__Task instructions__
Answer these questions about the flight journal below:
(a) What country was the flight headed to?
(b) Where were the flight attendants sitting when the writer found them having their meals?
(c) What is the first line of the poem?

__Selected extract__
▽
Throughout the flight to India I made many simple yet profound discoveries.  My mental capacity and self awareness is expanding rapidly and can now be easily accessed.  There were many times when my eyes told me to sleep and my mind refused to listen.  I looked around and saw blood shot eyes and swollen blushing skin on the faces of my fellow passengers aboard the time machine.  I know I looked as beaten and exhausted as they did yet inside I was raging with power-stamina.  All I have to do is utter some simple words mentally and the energy not just to endure but to thrive with Golden Luster comes to rest inside my skin and bones.  All my fellows in the time capsule caused me to truly feel as if we are soaring to another dimension.  I wondered if this is what it will be like in the future, on a travel excursion to other galaxies—other dimensions.  Not to sound like a Star Trek freak but really!  Instead of stowing our luggage in the over head compartments we’ll lay down in them and hibernate.  The 1st class of course has the king-size chambers and all the untouchables will have to share space, all breathing each other’s anomaya kosha (energy that surrounds the physical body).  The flight attendants will not be pulling little beverage carts, they will be pulling their floating bodies along, responding at any beckon call to the hibernation units.  (My dyslexia is dramatically enhanced when I come here like being on the other side of the world makes my brain think backwards.)

                I saw something of a deep yet simple lesson in the flight attendants.  Long after finishing my meal and having the hallucination about the futuristic time travel machine I arose to stretch and use the lavatory.  I came upon the flight attendants sitting in the back of the plane finally having their meals and the lesson is obviously this:  They served everyone else on board first—and not just served but smiled and glowed and made you feel like your comfort and happiness was of upmost importance to them. And yes they receive payment for their service, but not enough to suffer through hours long flights, some overnight with some patrons are no so loving and kind… some patrons harass and cause problems and still their service is done with full smiles and loving hearts. And just like mothers they don’t rest or eat until every last one of us is cared for.  I felt inspired to be that selfless with my life… to share more to love.  To place others before me—even in simple circumstances.  I was so touched by this revelation I released a few tears—of course at that moment I hadn’t slept in 24 hrs and I always get hyper-emotional when I’m depraved of sleep. 

SPONTANEOUS POEM

We are held captive to our own beliefs

Shatter the foretold with a surprise

Minds mixed with words during the sunrise…

a heart that longs is a heart that carries on

So much to see, so much to experience

So much living to be had

The course of time stops a hear beat

Save for the rebirth?  Can we make it?
△
Position identification entries:
▽
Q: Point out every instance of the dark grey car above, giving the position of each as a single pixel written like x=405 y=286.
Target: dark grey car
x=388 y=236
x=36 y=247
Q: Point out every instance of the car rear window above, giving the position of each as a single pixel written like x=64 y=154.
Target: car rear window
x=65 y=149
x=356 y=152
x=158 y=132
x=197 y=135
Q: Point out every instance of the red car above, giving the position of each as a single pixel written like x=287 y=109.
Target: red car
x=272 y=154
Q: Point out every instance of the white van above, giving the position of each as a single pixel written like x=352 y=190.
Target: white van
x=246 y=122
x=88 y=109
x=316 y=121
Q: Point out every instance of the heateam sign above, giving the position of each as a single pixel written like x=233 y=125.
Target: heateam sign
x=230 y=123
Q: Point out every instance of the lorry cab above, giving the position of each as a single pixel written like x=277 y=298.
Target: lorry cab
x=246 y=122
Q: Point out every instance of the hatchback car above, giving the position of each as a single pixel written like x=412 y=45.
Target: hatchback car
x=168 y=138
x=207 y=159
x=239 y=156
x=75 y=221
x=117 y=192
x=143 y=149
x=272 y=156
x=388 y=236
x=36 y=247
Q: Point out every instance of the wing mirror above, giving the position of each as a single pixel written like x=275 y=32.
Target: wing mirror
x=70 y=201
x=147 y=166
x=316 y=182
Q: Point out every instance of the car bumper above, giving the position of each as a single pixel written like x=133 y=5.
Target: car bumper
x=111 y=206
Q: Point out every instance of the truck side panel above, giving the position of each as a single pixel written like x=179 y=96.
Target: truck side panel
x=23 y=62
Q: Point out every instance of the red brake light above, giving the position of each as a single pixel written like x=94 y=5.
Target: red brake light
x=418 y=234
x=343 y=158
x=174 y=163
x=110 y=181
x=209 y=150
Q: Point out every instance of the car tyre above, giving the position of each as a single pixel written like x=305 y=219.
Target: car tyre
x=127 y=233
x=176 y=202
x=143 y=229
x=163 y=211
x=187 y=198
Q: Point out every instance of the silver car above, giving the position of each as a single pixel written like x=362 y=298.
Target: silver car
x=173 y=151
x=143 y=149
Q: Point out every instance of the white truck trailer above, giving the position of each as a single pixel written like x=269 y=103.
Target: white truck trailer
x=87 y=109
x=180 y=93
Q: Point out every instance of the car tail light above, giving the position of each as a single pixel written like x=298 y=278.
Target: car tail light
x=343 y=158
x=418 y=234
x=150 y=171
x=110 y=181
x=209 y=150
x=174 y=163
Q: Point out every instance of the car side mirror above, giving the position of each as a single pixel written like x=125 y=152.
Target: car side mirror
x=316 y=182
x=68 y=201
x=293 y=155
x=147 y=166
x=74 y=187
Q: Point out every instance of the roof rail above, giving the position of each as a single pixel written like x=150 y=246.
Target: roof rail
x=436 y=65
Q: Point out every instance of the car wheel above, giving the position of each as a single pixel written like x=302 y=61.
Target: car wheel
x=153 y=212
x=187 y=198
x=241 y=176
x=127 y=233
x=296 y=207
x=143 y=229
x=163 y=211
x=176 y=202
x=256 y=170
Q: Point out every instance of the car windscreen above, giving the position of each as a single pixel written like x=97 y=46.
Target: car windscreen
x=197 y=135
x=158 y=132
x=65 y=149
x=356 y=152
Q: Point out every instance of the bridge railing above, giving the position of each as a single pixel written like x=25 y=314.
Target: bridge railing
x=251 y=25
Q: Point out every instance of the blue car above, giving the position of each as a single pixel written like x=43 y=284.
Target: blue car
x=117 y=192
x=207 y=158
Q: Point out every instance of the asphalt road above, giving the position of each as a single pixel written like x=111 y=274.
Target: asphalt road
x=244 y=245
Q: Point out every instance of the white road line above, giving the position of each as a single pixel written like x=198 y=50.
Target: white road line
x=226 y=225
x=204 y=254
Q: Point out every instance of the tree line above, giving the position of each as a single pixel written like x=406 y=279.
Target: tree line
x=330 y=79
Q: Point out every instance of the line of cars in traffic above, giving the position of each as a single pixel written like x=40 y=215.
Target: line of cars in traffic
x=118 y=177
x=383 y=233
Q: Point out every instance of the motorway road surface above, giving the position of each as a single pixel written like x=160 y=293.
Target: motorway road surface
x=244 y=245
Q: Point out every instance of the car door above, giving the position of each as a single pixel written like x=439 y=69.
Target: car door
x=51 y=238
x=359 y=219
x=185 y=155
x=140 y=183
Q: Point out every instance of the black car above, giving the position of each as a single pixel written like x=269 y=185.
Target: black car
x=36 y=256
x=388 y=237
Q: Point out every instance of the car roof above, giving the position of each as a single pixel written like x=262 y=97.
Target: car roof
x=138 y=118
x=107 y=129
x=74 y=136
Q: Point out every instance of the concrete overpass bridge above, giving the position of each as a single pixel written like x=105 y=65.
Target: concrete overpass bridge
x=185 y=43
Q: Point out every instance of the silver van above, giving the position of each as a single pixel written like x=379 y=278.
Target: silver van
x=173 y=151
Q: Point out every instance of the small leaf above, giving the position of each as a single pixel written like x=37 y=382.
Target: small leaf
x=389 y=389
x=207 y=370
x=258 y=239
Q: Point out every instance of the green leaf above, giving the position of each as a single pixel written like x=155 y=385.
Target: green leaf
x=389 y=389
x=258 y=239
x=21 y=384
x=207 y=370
△
__Answer to the exercise__
(a) India
(b) In the back of the plane
(c) We are held captive to our own beliefs